### Quoted text

----------

Opportunity Knocks #45: Culture Wars and Hidden Opportunity Crises + Articles, Studies and Charts
Every Monday, I share reflections, ideas, questions, and content suggestions focused on championing, building and accelerating opportunity for children.
America’s culture wars are problem-solving black holes. The current manner in which they are prosecuted trap society in a cycle of good vs evil conflict at the cost of solution finding. They shift collective focus away from resolving issues towards defending dogmatic positions, all in the name of allegiance to ideological tribes and in service of short-term political gains. They are massive drains on energy, resources, and social cohesion. They exacerbate intolerance, selfishness, and ignorance, making it nearly impossible to advance progress on critical issues, especially those affecting children.
Nick Kristof's recent piece serves as a stark reminder of this truth. His spotlight on the alarmingly low 53% graduation rate at Bureau of Indian Education high schools sheds light on the broader, hidden crises of opportunity that we often overlook, leading to normalization. His article underscores the urgency to sidestep the culture war quagmire—we simply have too much important work to do. Here are a bunch of other examples of opportunity crises that have been obscured, and essentially normalized, by the blinding light of culture wars.
Adolescent Opioids Deaths - An average of 22 adolescents 14 to 18 years of age died in the U.S. each week in 2022.

----------

### Records supplied
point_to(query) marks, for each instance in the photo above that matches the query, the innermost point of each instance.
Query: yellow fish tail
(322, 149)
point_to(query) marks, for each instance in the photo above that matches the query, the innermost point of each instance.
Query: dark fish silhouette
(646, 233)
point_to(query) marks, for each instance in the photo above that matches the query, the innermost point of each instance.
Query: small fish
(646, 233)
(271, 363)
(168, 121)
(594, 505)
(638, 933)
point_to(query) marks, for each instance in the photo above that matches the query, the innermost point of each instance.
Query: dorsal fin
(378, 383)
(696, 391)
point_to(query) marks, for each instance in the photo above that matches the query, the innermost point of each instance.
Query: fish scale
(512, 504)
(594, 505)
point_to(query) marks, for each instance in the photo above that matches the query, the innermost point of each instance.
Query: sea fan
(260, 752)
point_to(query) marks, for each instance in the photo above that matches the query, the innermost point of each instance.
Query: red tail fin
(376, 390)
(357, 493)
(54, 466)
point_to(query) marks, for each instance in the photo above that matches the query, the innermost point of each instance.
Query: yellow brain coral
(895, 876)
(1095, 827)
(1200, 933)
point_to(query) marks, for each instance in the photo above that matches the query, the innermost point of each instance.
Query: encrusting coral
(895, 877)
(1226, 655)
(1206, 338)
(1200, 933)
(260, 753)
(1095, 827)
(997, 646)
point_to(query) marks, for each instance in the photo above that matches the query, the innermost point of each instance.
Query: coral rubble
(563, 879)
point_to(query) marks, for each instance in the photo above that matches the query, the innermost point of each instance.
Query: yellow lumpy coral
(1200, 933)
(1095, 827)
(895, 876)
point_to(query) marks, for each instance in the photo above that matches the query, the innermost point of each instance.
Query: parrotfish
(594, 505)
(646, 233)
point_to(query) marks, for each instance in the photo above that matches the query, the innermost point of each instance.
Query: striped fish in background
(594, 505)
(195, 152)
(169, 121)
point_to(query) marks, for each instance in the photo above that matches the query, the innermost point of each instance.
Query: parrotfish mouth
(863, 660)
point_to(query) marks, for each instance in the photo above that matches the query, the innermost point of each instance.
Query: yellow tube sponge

----------

### Directives
- A) List the qualities that the opportunity newsletter says culture wars exacerbate.
- B) Tally the lines of the listing that contain the string "coral". Case counts; reply with the number only.

### In response
- A) intolerance, selfishness, ignorance

- B) 4